What the exercise asks:
Wherever a line in the data holds the word "stump", pull that line out.

Saved entries:
* * * * * * * * *
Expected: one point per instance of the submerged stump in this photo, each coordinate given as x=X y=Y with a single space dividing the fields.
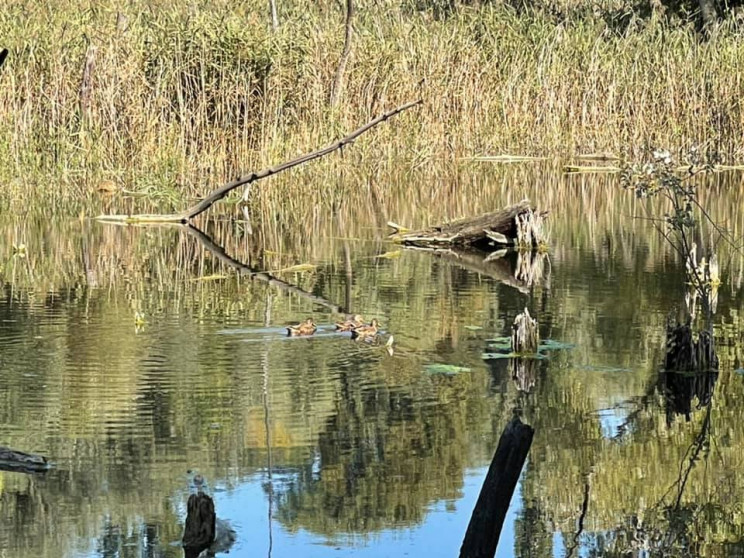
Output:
x=484 y=529
x=525 y=336
x=686 y=354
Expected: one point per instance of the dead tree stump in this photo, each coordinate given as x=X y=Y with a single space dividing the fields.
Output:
x=525 y=337
x=484 y=529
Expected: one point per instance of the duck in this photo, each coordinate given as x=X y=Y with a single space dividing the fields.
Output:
x=351 y=323
x=364 y=331
x=305 y=328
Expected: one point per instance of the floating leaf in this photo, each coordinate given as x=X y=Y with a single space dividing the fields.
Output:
x=299 y=268
x=447 y=369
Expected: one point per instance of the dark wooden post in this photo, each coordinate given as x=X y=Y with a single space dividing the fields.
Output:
x=199 y=531
x=484 y=530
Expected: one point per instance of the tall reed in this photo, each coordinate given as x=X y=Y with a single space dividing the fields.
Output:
x=184 y=96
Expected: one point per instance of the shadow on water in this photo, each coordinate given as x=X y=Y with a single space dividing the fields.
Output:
x=325 y=443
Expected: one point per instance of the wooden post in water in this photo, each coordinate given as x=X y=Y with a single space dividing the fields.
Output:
x=525 y=337
x=484 y=529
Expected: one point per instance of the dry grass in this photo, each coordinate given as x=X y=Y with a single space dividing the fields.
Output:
x=184 y=97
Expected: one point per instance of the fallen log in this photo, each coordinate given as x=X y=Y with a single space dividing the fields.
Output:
x=484 y=529
x=19 y=461
x=490 y=231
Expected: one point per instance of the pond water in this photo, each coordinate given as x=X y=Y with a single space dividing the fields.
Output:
x=131 y=356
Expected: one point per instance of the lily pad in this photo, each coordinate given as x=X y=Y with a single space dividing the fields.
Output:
x=447 y=369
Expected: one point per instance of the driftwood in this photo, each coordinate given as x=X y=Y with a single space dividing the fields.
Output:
x=484 y=529
x=221 y=192
x=490 y=231
x=19 y=461
x=338 y=81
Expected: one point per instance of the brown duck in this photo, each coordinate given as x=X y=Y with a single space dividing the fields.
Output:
x=305 y=328
x=365 y=331
x=351 y=323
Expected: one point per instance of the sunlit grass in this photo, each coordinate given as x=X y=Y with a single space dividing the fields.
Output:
x=184 y=98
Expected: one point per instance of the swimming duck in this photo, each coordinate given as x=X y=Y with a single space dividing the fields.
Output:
x=305 y=328
x=352 y=322
x=364 y=331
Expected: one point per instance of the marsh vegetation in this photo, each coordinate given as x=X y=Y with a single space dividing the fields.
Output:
x=131 y=355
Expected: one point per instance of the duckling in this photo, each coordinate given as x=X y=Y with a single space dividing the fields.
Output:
x=305 y=328
x=365 y=331
x=352 y=322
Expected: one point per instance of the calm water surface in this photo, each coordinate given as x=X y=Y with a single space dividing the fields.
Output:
x=324 y=446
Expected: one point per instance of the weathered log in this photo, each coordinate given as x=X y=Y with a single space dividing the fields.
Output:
x=490 y=231
x=251 y=273
x=525 y=337
x=484 y=529
x=12 y=460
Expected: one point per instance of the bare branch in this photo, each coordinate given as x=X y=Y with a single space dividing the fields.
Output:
x=222 y=191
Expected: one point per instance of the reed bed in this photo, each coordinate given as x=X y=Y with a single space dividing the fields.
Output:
x=181 y=97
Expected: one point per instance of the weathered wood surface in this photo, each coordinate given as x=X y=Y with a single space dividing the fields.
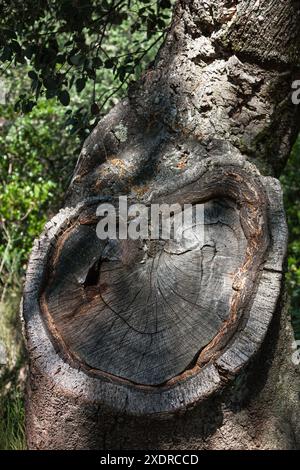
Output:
x=87 y=332
x=195 y=128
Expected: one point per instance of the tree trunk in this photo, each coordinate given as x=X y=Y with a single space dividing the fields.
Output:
x=151 y=345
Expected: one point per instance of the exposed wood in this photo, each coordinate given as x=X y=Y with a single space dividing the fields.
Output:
x=111 y=365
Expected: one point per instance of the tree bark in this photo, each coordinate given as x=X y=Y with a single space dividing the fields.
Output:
x=212 y=123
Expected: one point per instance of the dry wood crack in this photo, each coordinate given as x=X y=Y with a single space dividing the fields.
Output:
x=151 y=322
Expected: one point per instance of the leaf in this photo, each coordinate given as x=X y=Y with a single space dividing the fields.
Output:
x=77 y=59
x=64 y=97
x=32 y=74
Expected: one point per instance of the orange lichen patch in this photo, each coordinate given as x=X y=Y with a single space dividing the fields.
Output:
x=182 y=163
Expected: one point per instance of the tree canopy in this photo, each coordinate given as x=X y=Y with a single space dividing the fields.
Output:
x=68 y=45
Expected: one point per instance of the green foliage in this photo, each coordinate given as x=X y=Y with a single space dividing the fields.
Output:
x=12 y=376
x=70 y=45
x=37 y=159
x=290 y=181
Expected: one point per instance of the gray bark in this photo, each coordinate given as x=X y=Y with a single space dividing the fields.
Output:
x=211 y=122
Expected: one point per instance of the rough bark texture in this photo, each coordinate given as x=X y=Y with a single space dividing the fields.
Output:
x=215 y=109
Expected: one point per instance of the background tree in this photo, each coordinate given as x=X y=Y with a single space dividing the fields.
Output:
x=26 y=143
x=217 y=95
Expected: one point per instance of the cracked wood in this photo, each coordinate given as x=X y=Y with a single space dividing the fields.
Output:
x=152 y=321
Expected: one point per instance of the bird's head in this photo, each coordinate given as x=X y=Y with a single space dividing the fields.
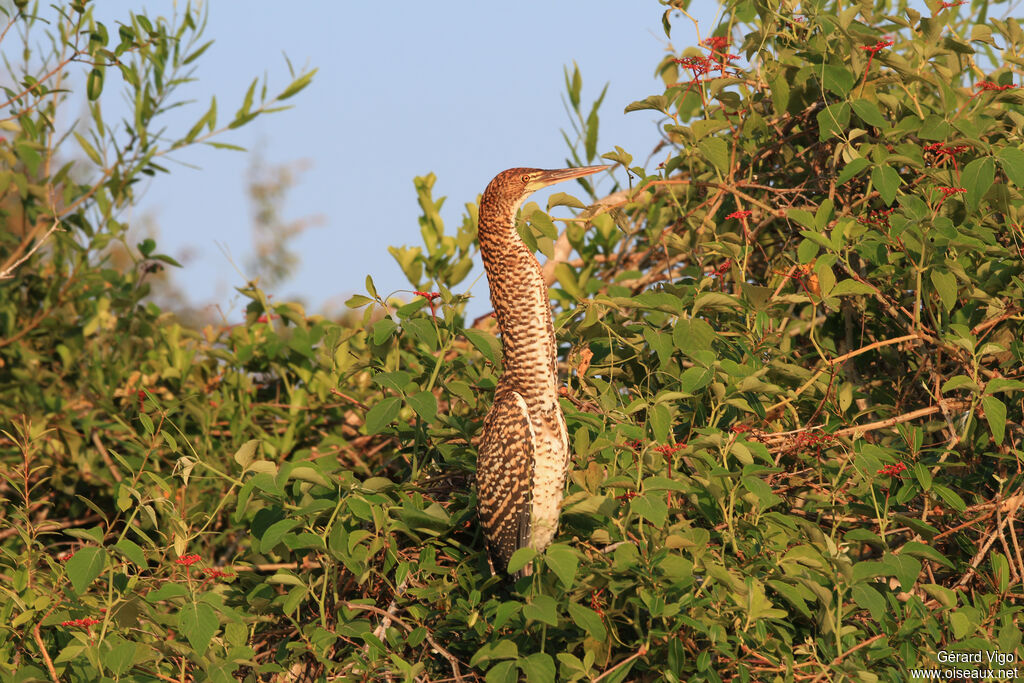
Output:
x=510 y=187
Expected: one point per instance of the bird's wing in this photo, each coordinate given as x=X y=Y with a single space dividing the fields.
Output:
x=505 y=476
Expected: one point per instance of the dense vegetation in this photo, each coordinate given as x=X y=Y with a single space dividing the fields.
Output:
x=792 y=346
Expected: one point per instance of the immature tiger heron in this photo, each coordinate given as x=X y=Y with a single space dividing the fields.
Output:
x=524 y=450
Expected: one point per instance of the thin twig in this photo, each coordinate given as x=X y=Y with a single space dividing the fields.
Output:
x=443 y=652
x=8 y=270
x=639 y=653
x=42 y=647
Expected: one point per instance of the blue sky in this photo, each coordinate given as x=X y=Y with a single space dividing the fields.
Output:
x=462 y=89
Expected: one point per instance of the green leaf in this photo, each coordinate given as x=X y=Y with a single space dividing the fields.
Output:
x=544 y=608
x=868 y=112
x=89 y=151
x=484 y=342
x=833 y=121
x=357 y=301
x=852 y=169
x=370 y=287
x=945 y=285
x=297 y=85
x=1012 y=161
x=540 y=668
x=85 y=566
x=425 y=406
x=805 y=218
x=977 y=179
x=199 y=623
x=887 y=180
x=382 y=414
x=521 y=558
x=503 y=649
x=960 y=382
x=589 y=620
x=132 y=551
x=995 y=415
x=716 y=151
x=121 y=655
x=949 y=497
x=247 y=453
x=837 y=79
x=651 y=507
x=274 y=532
x=1000 y=384
x=659 y=102
x=851 y=287
x=563 y=561
x=868 y=598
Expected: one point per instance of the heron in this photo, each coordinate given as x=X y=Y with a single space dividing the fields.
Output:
x=524 y=449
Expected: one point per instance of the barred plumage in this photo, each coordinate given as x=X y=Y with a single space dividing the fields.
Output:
x=523 y=454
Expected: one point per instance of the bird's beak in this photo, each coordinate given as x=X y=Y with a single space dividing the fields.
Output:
x=551 y=177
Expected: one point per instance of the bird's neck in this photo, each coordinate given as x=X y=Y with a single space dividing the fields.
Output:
x=519 y=296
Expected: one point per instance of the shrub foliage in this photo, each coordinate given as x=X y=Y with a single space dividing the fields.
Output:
x=792 y=346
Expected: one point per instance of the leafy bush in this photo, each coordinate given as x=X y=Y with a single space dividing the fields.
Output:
x=793 y=351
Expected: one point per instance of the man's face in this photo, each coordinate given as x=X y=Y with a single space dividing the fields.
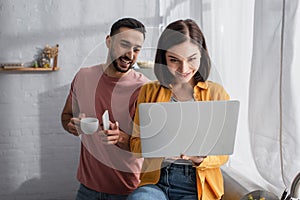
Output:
x=124 y=48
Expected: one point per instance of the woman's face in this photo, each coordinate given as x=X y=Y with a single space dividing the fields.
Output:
x=183 y=61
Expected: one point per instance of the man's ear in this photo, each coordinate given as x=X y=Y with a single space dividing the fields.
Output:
x=108 y=41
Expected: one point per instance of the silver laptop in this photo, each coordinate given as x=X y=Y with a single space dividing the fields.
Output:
x=198 y=128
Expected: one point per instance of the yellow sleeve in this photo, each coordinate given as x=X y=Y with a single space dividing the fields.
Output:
x=213 y=162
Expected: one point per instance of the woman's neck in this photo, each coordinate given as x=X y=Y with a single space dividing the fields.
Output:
x=182 y=92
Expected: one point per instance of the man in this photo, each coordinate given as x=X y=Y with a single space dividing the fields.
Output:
x=107 y=169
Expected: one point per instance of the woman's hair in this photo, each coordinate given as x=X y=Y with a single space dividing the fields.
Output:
x=176 y=33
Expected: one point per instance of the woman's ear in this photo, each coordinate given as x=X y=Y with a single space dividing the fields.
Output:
x=107 y=41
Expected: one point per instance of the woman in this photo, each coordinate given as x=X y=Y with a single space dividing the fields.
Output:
x=182 y=66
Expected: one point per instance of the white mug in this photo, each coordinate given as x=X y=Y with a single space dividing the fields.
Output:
x=89 y=125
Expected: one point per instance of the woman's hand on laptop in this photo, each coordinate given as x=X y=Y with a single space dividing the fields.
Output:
x=197 y=160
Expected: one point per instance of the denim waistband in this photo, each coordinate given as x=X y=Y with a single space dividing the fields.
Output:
x=184 y=169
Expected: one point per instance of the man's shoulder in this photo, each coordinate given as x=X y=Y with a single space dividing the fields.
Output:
x=139 y=77
x=89 y=70
x=152 y=86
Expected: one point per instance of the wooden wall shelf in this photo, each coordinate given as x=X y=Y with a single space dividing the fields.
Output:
x=31 y=69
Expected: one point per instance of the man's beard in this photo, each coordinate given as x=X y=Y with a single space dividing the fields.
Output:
x=116 y=66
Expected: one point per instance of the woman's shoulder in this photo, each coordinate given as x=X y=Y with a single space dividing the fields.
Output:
x=214 y=85
x=153 y=85
x=217 y=90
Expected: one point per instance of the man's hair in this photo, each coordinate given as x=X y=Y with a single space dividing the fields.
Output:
x=128 y=23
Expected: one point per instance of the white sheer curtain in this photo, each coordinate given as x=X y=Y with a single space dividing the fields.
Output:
x=273 y=110
x=254 y=45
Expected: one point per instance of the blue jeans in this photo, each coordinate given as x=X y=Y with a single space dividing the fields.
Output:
x=85 y=193
x=176 y=182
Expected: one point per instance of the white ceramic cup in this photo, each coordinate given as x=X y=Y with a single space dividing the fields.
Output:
x=89 y=125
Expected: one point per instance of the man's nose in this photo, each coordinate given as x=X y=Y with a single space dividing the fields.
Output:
x=184 y=66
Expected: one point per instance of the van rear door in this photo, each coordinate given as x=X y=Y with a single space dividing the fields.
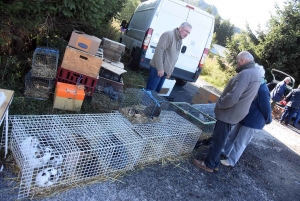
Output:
x=170 y=15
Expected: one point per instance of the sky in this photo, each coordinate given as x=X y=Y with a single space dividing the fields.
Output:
x=239 y=11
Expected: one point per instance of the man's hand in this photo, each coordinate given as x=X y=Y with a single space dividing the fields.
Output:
x=160 y=73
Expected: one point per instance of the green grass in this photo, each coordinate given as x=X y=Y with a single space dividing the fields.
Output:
x=214 y=74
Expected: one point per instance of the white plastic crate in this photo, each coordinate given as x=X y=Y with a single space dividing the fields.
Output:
x=53 y=150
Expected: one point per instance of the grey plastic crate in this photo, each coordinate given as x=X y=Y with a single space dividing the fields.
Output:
x=198 y=118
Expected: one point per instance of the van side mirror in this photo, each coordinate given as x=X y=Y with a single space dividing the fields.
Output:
x=183 y=49
x=124 y=24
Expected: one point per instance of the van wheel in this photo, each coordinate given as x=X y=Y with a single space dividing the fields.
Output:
x=134 y=59
x=180 y=82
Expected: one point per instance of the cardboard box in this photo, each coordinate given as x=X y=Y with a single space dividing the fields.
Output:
* * * * * * * * *
Answer space:
Expected: one point per instance of the submerged stump in this photo, each coordinate given as x=X y=Y with a single space dividing the fields.
Expected: one point per instance of the dead tree stump in this photo, each coordinate given as x=X y=Y with a single space dividing the fields.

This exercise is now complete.